--- start EXCERPTED RECORDS ---

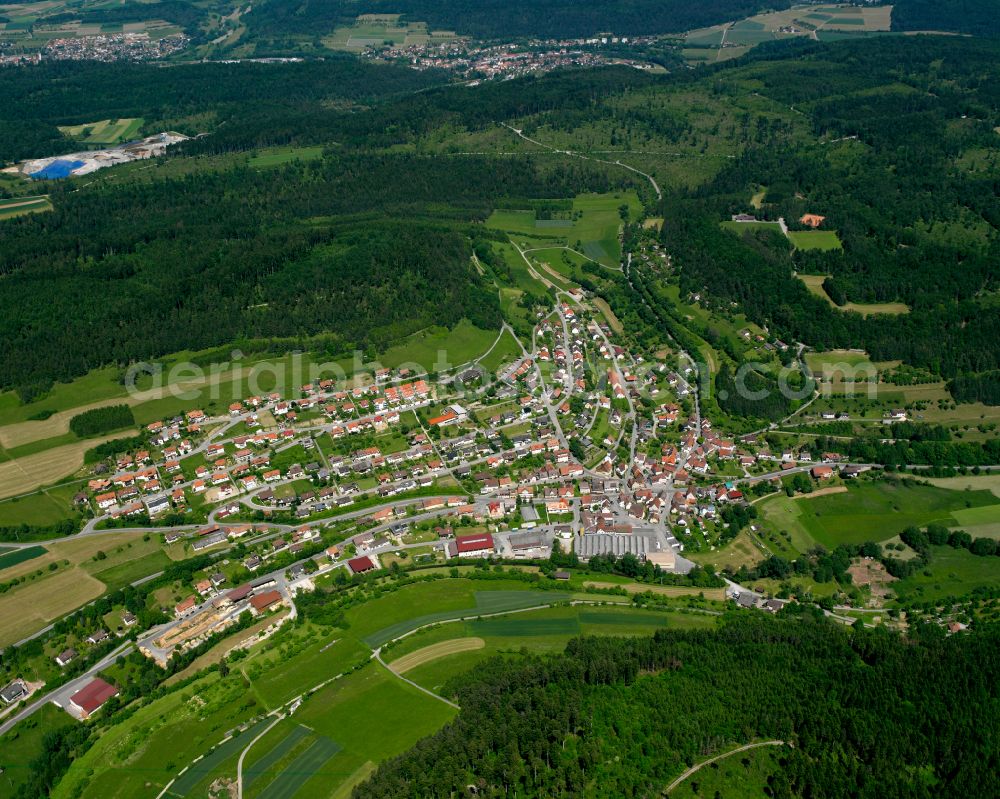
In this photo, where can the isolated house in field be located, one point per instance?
(92, 698)
(13, 692)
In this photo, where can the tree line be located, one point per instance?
(867, 713)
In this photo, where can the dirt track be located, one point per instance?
(435, 651)
(32, 471)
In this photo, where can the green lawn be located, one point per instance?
(17, 206)
(543, 630)
(21, 745)
(506, 351)
(140, 755)
(302, 660)
(870, 511)
(41, 508)
(126, 573)
(438, 346)
(441, 603)
(951, 572)
(16, 556)
(815, 240)
(594, 221)
(373, 715)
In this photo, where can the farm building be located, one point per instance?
(13, 692)
(471, 546)
(361, 565)
(530, 545)
(262, 602)
(606, 544)
(89, 700)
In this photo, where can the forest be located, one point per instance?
(865, 713)
(915, 228)
(192, 98)
(273, 20)
(331, 246)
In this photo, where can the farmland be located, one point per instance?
(105, 132)
(950, 572)
(815, 284)
(68, 574)
(366, 717)
(870, 511)
(18, 556)
(589, 225)
(543, 630)
(384, 30)
(17, 206)
(31, 606)
(815, 240)
(730, 40)
(343, 729)
(42, 508)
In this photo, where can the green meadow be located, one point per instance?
(872, 511)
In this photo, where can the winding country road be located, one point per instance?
(711, 760)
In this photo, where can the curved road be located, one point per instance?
(711, 760)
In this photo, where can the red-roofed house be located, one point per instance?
(262, 602)
(474, 546)
(90, 699)
(360, 565)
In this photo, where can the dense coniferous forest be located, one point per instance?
(865, 713)
(508, 19)
(200, 261)
(889, 127)
(890, 121)
(276, 97)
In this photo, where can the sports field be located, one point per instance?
(104, 132)
(369, 715)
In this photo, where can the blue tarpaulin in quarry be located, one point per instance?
(57, 169)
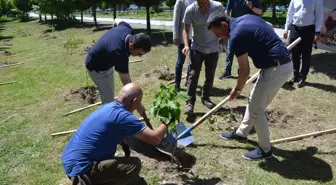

--- end EXCERPTED RECORDS ---

◆ WRITTEN TASK ◆
Gather every line of the listing above that contains the string "house", treating uppercase and lowercase as different.

◆ TASK OUTPUT ◆
In this photo, where can the isolated house in field be located, one point per instance?
In this photo, where can the red-roofed house be located, one point per instance?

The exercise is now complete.